··· Given text ···
‘In Europe the best wool is English and in England the best wool is Cotswold’
(12th century saying).
This week I am thinking about texture.
There are two types of texture, actual texture which you can feel or touch, and visual texture which uses marks to give the illusion of a textured surface. It fascinates me that the word texture originated from from the Latin textilis ~ woven, from texere ~ to weave and the 17th century word Textile has the same root. A textile is literally ‘that which has been woven’. So this weekend I set out to learn more about it.
There can’t be a more random selection of textures than stone, wool, water, grass and brass; however, there is a link! And it is at the heart of this beautiful area I live in called the Cotswolds.
The Cotswold land is ideal for sheep grazing and in medieval times the Abbeys and Monasteries kept huge flocks of the native breed, which was, and still is, known as the Cotswold Lion, because it has a long shaggy mane over its eyes. These are stocky animals that breed well and grow quickly. Their wool is so long, fine, white and soft that it was known as the ‘golden fleece’ ~ because of the wealth it created, not the colour.
From the earliest times the wool itself was traded, but by the middle ages whole cottage industries grew up to process the wool into cloth. The clothier and his family prepared the raw wool then gave it to his neighbours to be spun by the women and children. It was then woven by men in their homes. The weavers’ cottages had long, low windows in order to give maximum light to the looms. After processing the cloth was extremely dense and almost waterproof due to the nap, which was ideal for the military, huntsmen and landowners.
The merchants who traded in this fine cloth became extremely wealthy. They used their wealth to build wonderful houses out of the local Cotswold stone and to build and furnish exquisite churches in the market towns and villages, with stained glass, stone carvings and brasses.
Yes, the rolling fields, honey coloured stone cottages, ancient mills and beautiful churches that make up our landscape are all here because of sheep. The names of the villages such as Sheepscombe reflect the trade, and even our pubs and inns like the Fleece or the Ram are reminiscent of the wool trade.
··· Excerpted data ···
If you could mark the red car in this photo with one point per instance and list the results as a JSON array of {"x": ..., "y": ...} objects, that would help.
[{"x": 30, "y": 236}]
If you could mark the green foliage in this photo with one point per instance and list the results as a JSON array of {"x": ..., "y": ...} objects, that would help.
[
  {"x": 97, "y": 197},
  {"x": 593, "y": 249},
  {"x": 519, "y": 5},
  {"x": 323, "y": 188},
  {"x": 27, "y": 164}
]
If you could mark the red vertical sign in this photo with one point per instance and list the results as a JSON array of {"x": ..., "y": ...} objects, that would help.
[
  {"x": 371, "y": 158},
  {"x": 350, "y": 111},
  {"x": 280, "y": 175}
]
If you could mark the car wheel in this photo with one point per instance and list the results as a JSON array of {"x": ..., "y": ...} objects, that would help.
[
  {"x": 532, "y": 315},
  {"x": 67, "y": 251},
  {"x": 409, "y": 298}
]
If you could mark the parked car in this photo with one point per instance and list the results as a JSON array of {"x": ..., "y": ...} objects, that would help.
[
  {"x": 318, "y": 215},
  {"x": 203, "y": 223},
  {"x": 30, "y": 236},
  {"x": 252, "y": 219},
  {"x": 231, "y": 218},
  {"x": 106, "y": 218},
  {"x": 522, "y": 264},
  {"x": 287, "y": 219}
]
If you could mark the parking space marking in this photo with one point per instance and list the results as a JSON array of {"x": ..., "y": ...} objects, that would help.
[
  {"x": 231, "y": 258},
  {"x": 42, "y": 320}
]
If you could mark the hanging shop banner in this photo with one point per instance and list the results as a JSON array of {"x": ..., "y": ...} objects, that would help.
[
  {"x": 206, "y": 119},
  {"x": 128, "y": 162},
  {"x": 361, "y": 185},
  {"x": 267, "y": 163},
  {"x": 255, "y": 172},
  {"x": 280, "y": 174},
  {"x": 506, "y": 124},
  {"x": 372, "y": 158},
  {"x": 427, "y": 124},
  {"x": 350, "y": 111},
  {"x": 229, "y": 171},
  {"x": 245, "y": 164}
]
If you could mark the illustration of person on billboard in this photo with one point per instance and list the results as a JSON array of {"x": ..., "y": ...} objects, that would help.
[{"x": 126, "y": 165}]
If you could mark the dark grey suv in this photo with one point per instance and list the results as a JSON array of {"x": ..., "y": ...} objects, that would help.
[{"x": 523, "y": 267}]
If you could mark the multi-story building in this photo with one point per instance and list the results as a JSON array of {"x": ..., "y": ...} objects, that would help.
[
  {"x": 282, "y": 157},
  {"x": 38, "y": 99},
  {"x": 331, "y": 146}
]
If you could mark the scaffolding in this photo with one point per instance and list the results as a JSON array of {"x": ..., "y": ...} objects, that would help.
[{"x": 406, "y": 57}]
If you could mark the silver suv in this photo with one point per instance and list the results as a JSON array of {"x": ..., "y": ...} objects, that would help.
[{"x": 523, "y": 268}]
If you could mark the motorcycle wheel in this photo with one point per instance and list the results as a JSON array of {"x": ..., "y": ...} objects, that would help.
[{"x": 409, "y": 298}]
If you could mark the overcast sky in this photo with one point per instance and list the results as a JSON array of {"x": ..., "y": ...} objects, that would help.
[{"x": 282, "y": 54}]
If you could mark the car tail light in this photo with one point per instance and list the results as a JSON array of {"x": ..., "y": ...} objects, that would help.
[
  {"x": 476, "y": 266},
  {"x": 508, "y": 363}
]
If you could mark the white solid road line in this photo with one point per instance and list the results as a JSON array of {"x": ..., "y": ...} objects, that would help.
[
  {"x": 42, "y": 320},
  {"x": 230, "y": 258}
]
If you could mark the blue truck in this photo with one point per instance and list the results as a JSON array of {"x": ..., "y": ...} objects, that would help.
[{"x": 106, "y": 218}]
···
▸ Directions
According to the Cotswold wool text, why did the weavers' cottages have long, low windows?

▸ Right answer
To give maximum light to the looms.